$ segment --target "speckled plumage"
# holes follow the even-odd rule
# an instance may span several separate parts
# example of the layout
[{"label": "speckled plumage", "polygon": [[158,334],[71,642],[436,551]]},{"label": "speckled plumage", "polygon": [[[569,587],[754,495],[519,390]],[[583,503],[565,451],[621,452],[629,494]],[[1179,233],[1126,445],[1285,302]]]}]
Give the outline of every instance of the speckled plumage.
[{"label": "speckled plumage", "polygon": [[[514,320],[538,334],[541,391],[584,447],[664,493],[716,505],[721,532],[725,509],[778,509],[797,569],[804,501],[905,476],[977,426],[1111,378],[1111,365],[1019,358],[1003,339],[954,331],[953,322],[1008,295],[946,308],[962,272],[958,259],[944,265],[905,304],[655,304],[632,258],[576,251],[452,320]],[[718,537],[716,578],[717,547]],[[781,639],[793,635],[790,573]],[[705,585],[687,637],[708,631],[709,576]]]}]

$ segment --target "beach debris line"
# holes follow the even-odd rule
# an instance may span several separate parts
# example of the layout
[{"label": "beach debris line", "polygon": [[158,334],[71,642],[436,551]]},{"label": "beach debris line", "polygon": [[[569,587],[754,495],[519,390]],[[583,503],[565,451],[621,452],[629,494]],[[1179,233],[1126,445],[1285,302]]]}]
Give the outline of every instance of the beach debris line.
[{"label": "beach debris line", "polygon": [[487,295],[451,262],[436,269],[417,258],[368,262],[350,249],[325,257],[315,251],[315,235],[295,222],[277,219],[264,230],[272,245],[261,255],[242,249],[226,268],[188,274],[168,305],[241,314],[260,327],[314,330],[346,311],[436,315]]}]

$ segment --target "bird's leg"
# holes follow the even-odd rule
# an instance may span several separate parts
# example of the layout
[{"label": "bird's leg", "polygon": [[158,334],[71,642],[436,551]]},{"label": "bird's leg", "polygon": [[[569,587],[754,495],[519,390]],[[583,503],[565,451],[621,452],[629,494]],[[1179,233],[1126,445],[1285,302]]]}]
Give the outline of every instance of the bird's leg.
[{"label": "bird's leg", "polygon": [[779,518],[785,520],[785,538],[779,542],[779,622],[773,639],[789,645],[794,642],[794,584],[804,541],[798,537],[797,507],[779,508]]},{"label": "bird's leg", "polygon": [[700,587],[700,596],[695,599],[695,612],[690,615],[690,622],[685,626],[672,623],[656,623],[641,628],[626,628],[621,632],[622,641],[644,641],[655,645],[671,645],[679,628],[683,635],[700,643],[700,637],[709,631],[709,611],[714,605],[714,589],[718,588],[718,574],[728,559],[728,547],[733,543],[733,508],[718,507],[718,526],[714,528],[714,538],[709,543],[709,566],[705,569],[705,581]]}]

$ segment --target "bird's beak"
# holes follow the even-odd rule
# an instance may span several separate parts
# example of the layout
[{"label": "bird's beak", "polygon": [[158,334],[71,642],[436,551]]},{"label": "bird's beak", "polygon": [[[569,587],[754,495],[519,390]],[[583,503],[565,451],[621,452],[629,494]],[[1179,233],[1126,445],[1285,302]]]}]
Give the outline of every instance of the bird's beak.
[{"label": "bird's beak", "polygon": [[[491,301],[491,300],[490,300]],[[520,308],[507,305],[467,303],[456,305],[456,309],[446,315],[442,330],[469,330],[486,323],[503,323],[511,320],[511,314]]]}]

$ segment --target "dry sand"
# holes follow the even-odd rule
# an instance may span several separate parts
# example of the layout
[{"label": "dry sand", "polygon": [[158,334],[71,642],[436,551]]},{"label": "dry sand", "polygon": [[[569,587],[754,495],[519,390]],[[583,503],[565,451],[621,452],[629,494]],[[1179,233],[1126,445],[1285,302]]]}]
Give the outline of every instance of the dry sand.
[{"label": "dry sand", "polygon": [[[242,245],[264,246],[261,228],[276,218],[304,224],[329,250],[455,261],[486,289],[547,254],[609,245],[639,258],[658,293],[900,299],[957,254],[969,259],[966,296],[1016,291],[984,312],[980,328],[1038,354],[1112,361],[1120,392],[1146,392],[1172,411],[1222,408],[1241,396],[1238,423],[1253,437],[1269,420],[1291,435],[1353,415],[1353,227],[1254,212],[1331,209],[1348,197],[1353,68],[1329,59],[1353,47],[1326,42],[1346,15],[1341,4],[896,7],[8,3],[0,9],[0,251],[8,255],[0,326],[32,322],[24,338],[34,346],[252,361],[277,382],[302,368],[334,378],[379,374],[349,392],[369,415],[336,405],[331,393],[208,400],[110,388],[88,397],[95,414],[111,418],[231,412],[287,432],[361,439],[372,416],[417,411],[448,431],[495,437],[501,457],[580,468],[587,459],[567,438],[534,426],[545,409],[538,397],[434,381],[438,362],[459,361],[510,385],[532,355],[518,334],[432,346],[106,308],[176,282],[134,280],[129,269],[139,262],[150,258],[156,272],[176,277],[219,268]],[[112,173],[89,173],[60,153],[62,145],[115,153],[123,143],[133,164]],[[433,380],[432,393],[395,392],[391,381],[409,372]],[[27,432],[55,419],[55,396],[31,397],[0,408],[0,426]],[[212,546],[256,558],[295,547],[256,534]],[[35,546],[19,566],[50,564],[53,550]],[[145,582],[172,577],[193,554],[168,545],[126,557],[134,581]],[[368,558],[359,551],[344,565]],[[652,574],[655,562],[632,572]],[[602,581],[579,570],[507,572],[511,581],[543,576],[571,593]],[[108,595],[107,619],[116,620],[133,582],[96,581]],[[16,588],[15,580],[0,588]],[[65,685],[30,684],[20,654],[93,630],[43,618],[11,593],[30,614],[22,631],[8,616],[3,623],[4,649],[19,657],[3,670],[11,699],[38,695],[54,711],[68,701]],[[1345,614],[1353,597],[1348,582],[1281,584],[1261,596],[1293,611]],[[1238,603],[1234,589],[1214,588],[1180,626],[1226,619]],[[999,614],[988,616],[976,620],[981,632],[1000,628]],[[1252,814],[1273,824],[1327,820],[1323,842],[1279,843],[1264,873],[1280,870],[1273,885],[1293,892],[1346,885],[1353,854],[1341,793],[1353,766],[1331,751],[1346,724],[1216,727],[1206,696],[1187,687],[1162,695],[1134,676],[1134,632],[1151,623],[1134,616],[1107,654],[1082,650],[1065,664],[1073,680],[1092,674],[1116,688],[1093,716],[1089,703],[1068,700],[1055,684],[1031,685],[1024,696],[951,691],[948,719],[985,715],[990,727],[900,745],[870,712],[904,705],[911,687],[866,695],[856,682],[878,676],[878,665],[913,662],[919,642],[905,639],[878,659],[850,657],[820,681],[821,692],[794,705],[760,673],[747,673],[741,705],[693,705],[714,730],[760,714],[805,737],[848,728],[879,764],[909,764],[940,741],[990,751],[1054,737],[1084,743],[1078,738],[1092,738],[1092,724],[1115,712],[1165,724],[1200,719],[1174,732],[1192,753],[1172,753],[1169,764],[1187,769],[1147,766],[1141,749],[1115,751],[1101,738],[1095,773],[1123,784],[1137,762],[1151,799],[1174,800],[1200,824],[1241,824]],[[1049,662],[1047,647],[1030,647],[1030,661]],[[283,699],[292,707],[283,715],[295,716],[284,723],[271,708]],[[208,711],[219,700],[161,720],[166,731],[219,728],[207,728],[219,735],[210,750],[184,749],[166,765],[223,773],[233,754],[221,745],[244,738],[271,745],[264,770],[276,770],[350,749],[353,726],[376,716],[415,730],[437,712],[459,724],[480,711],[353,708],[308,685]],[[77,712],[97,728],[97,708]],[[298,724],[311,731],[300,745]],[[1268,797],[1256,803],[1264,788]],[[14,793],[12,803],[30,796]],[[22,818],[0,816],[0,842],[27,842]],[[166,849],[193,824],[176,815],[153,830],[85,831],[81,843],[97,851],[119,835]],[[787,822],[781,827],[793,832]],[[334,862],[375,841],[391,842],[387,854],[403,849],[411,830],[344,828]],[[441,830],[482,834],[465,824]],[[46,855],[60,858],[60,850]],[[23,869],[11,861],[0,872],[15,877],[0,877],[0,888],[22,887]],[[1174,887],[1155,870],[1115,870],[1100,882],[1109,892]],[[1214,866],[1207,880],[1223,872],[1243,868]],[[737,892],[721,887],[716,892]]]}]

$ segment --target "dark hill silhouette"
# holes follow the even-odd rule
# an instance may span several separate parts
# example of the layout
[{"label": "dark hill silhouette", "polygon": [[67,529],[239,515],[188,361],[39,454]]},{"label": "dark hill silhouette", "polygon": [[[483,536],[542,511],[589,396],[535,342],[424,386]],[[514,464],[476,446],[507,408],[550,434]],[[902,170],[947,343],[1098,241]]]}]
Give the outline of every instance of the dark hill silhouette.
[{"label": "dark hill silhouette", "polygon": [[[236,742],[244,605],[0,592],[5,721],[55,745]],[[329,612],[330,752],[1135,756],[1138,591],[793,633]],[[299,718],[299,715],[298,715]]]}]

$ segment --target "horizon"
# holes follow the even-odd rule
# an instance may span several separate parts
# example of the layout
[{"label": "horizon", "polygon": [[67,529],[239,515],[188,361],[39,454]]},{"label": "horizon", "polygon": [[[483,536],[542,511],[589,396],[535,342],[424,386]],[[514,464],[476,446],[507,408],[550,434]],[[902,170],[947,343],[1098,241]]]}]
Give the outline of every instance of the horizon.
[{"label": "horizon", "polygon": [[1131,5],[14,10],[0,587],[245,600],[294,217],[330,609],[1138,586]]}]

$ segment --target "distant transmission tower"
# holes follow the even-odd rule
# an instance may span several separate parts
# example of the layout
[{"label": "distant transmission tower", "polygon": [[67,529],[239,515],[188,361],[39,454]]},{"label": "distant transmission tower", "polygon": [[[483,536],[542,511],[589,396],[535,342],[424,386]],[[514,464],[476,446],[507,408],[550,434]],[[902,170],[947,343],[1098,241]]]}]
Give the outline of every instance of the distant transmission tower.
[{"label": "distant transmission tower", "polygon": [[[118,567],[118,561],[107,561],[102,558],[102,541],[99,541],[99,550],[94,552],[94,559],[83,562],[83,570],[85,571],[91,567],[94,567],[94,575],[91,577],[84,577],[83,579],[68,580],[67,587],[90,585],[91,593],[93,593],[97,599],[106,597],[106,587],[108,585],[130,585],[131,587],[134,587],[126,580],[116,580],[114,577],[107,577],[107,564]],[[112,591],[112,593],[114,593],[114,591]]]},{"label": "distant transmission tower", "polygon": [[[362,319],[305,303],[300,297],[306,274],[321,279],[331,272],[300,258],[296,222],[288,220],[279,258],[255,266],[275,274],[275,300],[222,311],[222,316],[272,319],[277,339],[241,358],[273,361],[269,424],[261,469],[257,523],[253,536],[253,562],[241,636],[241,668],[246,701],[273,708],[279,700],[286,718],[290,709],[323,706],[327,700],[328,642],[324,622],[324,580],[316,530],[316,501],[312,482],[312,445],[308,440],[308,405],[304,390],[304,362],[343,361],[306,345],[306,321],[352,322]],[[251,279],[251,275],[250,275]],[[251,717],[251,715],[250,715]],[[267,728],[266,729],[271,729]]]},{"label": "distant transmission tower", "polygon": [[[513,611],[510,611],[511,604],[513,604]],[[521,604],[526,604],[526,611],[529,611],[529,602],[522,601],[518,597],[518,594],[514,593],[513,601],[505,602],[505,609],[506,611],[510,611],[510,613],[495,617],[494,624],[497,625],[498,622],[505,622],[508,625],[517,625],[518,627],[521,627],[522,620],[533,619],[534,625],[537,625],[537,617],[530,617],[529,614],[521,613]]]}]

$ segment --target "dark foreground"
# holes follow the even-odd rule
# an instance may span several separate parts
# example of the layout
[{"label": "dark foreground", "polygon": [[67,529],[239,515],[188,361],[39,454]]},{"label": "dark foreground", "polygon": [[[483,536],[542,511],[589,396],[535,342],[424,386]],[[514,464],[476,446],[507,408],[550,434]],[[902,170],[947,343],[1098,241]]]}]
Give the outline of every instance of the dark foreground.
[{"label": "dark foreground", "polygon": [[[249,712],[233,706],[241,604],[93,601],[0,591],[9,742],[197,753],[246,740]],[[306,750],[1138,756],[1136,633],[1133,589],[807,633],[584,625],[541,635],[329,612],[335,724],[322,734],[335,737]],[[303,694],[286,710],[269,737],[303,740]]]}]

- - -

# DETALHES DA TAREFA:
Coloque numa lista JSON de strings, uma por linha e sem as linhas em branco, as linhas que vão do início dos itens até a linha com "Give the outline of every instance of the speckled", inclusive.

# SOLUÇÃO ESCRITA:
[
  "$ segment --target \"speckled plumage\"",
  "# holes follow the even-odd rule",
  "# an instance may span several separate parts",
  "# example of the layout",
  "[{\"label\": \"speckled plumage\", \"polygon\": [[158,334],[71,642],[436,551]]},{\"label\": \"speckled plumage\", \"polygon\": [[[569,587],[754,495],[519,390]],[[583,503],[565,451],[621,452],[629,494]],[[1179,233],[1126,445],[1285,302]]]}]",
  "Give the outline of every instance of the speckled plumage."
]